> Problem details
In the review excerpt, rewrite the part that opens with "As for traveling" and closes with "around the world.", changing "floatees" to "bath toys".
━━━━━ Document passage
As for traveling on boats, well, he once went to sailing school when he was 13. What Hohn does not foresee, of course, is that the floatees will turn out to be his white whale. “But that’s the thing about strong currents: there’s no swimming against them.” The toys had gone adrift, he writes, “I’d go adrift too.” He becomes a “professional duckie hunter” (bibliography and notes testify to his wide-ranging research), though, for sure, his passionate, critical, and funny observations will keep him from the monomania that infected Captain Ahab. Rather, call him Ishmael, or Starbuck. He did quit his day job and lived to tell his tale, which is instructive as it is entertaining: a “fable for children” and a “cautionary” memoir for citizens around the world.

The narrative is divided into “chases” as Hohn widens his quest from a hunt to find ducks that have washed ashore to a search for facts about their manufacture and transport, and an inquiry into the wheelings and dealings of corporate and government interests vis-à-vis those of environmentalists of various shades of devotion and experience.
━━━━━━━━━━
━━━━━ Records shown
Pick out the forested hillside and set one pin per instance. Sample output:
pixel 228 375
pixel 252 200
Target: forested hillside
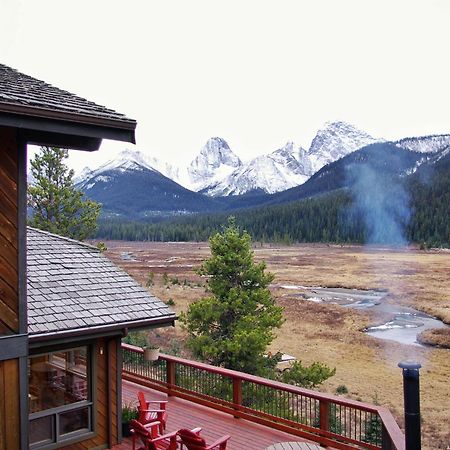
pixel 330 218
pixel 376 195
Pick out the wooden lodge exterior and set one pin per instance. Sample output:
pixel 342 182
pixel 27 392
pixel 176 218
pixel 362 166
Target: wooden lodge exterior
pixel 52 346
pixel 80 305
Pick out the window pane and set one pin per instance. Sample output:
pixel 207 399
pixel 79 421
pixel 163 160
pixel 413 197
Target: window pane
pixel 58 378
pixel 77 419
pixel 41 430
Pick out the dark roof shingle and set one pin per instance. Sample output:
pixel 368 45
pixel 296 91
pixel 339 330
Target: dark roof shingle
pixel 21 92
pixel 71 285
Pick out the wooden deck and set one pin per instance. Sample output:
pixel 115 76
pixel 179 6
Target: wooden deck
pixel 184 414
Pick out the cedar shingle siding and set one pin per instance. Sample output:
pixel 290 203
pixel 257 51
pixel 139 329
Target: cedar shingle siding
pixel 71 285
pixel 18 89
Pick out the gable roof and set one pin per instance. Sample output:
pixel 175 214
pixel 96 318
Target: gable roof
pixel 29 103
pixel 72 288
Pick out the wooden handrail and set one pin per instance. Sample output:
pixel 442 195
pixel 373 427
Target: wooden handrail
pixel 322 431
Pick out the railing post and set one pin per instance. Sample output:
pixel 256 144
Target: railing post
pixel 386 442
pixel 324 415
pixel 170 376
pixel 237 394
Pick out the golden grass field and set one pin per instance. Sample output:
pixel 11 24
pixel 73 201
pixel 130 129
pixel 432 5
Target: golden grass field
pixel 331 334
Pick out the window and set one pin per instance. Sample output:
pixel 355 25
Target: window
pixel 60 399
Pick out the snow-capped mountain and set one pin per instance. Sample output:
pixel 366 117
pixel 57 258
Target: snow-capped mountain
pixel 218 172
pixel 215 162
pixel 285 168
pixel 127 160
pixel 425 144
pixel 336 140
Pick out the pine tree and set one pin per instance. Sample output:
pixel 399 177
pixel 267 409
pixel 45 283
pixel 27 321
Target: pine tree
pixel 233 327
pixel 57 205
━━━━━━━━━━
> Exercise response
As for traveling on boats, well, he once went to sailing school when he was 13. What Hohn does not foresee, of course, is that the bath toys will turn out to be his white whale. “But that’s the thing about strong currents: there’s no swimming against them.” The toys had gone adrift, he writes, “I’d go adrift too.” He becomes a “professional duckie hunter” (bibliography and notes testify to his wide-ranging research), though, for sure, his passionate, critical, and funny observations will keep him from the monomania that infected Captain Ahab. Rather, call him Ishmael, or Starbuck. He did quit his day job and lived to tell his tale, which is instructive as it is entertaining: a “fable for children” and a “cautionary” memoir for citizens around the world.